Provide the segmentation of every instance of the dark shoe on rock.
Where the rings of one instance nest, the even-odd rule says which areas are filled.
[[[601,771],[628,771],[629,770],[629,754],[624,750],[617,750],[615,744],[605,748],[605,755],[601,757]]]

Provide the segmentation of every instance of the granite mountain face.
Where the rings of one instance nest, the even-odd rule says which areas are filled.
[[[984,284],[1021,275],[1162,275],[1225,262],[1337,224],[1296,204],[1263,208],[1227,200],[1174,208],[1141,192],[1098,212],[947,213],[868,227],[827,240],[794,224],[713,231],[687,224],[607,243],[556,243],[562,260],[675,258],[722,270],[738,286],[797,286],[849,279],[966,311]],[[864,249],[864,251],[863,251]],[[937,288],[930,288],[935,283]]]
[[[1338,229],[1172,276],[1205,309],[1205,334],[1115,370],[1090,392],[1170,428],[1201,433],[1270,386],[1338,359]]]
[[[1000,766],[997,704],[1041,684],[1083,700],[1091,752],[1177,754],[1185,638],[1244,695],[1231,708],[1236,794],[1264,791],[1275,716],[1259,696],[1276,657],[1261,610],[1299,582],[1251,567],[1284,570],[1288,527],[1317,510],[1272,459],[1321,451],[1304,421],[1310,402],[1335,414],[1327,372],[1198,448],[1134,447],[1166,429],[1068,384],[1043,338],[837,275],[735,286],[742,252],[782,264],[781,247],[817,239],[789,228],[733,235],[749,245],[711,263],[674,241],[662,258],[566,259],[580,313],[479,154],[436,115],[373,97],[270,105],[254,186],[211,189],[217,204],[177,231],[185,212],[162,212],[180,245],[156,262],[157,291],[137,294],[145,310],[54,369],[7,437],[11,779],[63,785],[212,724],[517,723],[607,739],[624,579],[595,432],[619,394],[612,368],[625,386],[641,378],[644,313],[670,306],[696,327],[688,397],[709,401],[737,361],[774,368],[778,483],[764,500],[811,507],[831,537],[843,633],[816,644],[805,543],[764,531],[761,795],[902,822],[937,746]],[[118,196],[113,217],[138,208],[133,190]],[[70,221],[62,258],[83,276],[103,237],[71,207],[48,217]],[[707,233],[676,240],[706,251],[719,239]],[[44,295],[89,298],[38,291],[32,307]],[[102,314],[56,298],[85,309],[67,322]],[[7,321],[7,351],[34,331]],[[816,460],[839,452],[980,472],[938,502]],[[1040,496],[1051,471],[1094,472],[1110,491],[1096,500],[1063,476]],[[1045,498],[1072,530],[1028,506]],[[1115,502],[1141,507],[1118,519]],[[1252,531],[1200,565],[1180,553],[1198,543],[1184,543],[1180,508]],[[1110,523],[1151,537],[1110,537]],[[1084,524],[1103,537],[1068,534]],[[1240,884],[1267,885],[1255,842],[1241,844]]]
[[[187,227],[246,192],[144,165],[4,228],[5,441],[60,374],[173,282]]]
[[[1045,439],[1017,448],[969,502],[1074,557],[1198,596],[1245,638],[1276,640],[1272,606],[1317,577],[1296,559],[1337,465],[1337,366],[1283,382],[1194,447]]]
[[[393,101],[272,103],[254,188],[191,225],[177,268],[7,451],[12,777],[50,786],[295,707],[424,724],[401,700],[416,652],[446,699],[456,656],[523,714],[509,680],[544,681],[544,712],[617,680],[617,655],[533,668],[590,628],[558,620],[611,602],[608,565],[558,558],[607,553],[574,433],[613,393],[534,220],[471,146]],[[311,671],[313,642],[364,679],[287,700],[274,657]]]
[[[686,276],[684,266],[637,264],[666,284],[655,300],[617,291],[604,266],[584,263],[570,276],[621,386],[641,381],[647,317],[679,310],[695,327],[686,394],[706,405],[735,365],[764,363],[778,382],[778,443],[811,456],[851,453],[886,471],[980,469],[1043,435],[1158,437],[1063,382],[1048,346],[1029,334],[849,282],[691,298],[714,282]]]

• • • • • • •

Written task: Pick out each line in the entries above that contains the word "every", and copy those lines.

Complete output:
Provide the segmentation of every instance of the dark shoe on rock.
Provide the segmentation of every instance of the granite mountain face.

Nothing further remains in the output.